Also apply rotary embedding if rotary_cos and rotary_sin are passed in. The key @k will be
rotated by rotary_cos and rotary_sin at indices cache_seqlens, cache_seqlens + 1, etc.
If causal or local (i.e., window_size != (-1, -1)), the query @q will be rotated by rotary_cos
and rotary_sin at indices cache_seqlens, cache_seqlens + 1, etc.
If not causal and not local, the query @q will be rotated by rotary_cos and rotary_sin at
indices cache_seqlens only (i.e. we consider all tokens in @q to be at position cache_seqlens).
See tests/test_flash_attn.py::test_flash_attn_kvcache for examples of how to use this function.
Supports multi-query and grouped-query attention (MQA/GQA) by passing in KV with fewer heads
than Q. Note that the number of heads in Q must be divisible by the number of heads in KV.
For example, if Q has 6 heads and K, V have 2 heads, head 0, 1, 2 of Q will attention to head
0 of K, V, and head 3, 4, 5 of Q will attention to head 1 of K, V.
If causal=True, the causal mask is aligned to the bottom right corner of the attention matrix.
For example, if seqlen_q = 2 and seqlen_k = 5, the causal mask (1 = keep, 0 = masked out) is:
1 1 1 1 0
1 1 1 1 1
If seqlen_q = 5 and seqlen_k = 2, the causal mask is:
0 0
0 0
0 0
1 0
1 1
If the row of the mask is all zero, the output will be zero.
If window_size != (-1, -1), implements sliding window local attention. Query at position i
will only attend to keys between
[i + seqlen_k - seqlen_q - window_size[0], i + seqlen_k - seqlen_q + window_size[1]] inclusive.

◇ ◇ ◇

INSTRUCTION:
In the KV-cache attention docstring, take everything from "See tests/test_flash_attn.py::test_flash_attn_kvcache for" down to "the attention matrix." and write it out again, changing "bottom right corner" to "lower-right corner". Draw only on the KV-cache attention docstring, with no outside sources.

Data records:
◇ ◇ ◇

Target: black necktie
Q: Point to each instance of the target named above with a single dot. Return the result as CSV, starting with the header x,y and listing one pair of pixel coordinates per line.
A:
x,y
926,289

◇ ◇ ◇

RESPONSE TO THIS EXERCISE:
See tests/test_flash_attn.py::test_flash_attn_kvcache for examples of how to use this function.
Supports multi-query and grouped-query attention (MQA/GQA) by passing in KV with fewer heads
than Q. Note that the number of heads in Q must be divisible by the number of heads in KV.
For example, if Q has 6 heads and K, V have 2 heads, head 0, 1, 2 of Q will attention to head
0 of K, V, and head 3, 4, 5 of Q will attention to head 1 of K, V.
If causal=True, the causal mask is aligned to the lower-right corner of the attention matrix.